## CONSIGNE 1
D'après l'extrait proposé, quelle institution invite Hochéa Meintzel à se rendre en Inde ?
## CONSIGNE 2
Recopiez fidèlement le passage de l'extrait proposé qui s'ouvre sur les mots « L’histoire commence en » et s'achève sur « sur une renaissance. ».

## EXTRAIT PROPOSÉ
== == ==

Hubert Haddad recrée dans la légendaire Cangranore – refuge indien des juifs persécutés – une Nouvelle Jérusalem et une Nouvelle Babel, où les langues se rencontrent et produisent une musique qui vit
« Connaissez-vous Novalis ? […] : Je me tourne vers l’ineffable, vers la sainte et mystérieuse Nuit »
L’histoire commence en Israël, à une époque qui est à peu près la nôtre. Parce qu’il refuse les murs de haine, le virtuose Hochéa Meintzel quitte le pays après avoir déclaré en public à la fin de son concert : « Je ne suis plus israélien et je veux plus être juif, ni homme, ni rien qui voudrait prétendre à un quelconque héritage ». Hué et sifflé par son public qui ne comprend pas, il accepte de se rendre en Inde, invité par l’Académie de musique à Chennai. Glissant d’un extrême à l’autre de l’Orient, Premières neiges sur Pondichéry, s’ouvre ainsi sur une renaissance.
Des murs de haine
Le livre d’Hubert Haddad construit une nouvelle Babel, et une nouvelle Jérusalem. Le récit se déroule à l’emplacement de l’antique Cangranore, où se réfugièrent les Juifs lors du massacre perpétré par les Babyloniens. Face au désespoir, où trouver la consolation ? « Le mélange des langues en temps de paix est la plus belle musique » écrit Hubert Haddad, distinguant ce mélange d’un inventaire. Alors le livre crée ces rencontres entre les langues : croisement des lieux géographiques, de la poésie et de la prose, des confessions religieuses, des mémoires, de la musique et de l’écriture… Tout le malheur de l’homme vient non pas de la diversité des langues, mais des murs qui les ferment les unes aux autres. Le personnage de Nandi-Nandi exprime cette figure de l’exclu : jeune boursier venu du Kérala pour prendre des cours à l’Académie de musique de Jérusalem, il est considéré comme un juif de seconde zone. Hochéa, son professeur, n’apprécie pas son style de jeu musical. Le système des castes dépasse largement le cadre d’un pays, constate Nandi-Nandi : « Il y voyait un système de castes bien plus complexe qu’en Inde avec un tiers de parias » . Le jour de son départ, devant la porte du conservatoire, ses grands yeux ruissellent de larmes, faisant écho à l’énigme posée par la reine de Saba au roi Solomon : « Quelle eau est douce et parfois amère ? » L’Alphabet de Ben Sira, l’un des faux les plus mystérieux du Moyen Age, affirme que de leur union serait né le souverain babylonien Nabuchodonosor II, le créateur de Babel et le destructeur de Jérusalem. Nandi Nandi est le lointain héritier de ces antiques exilés qui fuirent les massacres de l’époque biblique.

== == ==

## DONNÉES FOURNIES
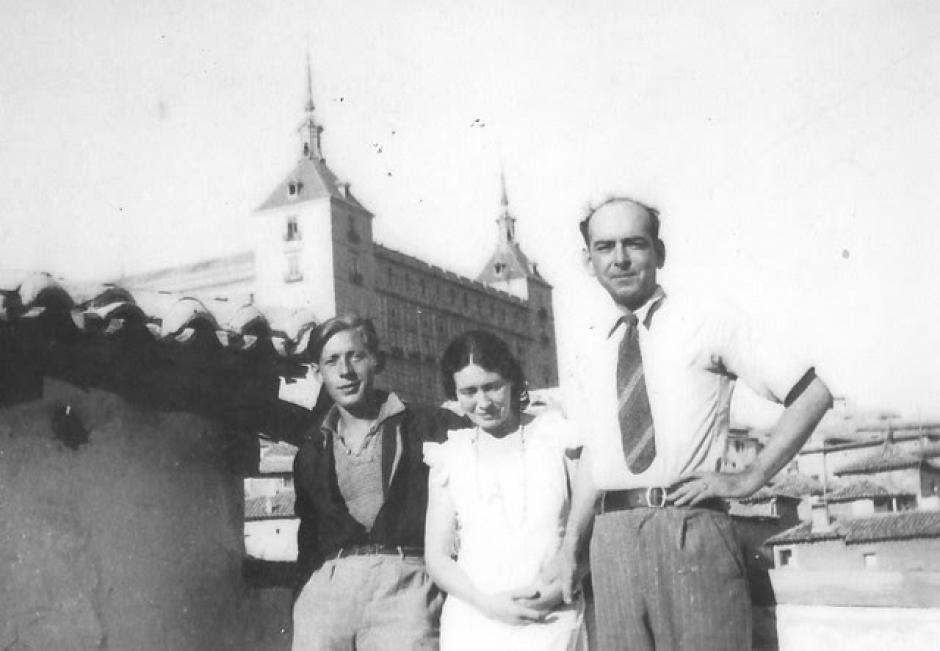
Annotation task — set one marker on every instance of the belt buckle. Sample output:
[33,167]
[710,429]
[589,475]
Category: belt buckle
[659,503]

== == ==

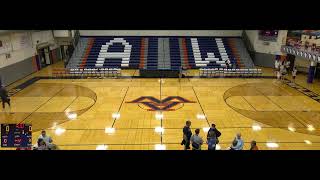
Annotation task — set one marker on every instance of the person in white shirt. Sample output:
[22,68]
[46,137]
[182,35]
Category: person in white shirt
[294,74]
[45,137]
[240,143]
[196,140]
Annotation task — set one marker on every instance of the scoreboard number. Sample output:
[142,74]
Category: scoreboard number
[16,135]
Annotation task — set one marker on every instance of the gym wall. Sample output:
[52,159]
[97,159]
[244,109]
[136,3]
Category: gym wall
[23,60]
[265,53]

== == ==

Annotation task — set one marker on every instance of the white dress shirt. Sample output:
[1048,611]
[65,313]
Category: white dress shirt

== == ==

## RÉSULTAT 1
L'Académie de musique à Chennai.

## RÉSULTAT 2
L’histoire commence en Israël, à une époque qui est à peu près la nôtre. Parce qu’il refuse les murs de haine, le virtuose Hochéa Meintzel quitte le pays après avoir déclaré en public à la fin de son concert : « Je ne suis plus israélien et je veux plus être juif, ni homme, ni rien qui voudrait prétendre à un quelconque héritage ». Hué et sifflé par son public qui ne comprend pas, il accepte de se rendre en Inde, invité par l’Académie de musique à Chennai. Glissant d’un extrême à l’autre de l’Orient, Premières neiges sur Pondichéry, s’ouvre ainsi sur une renaissance.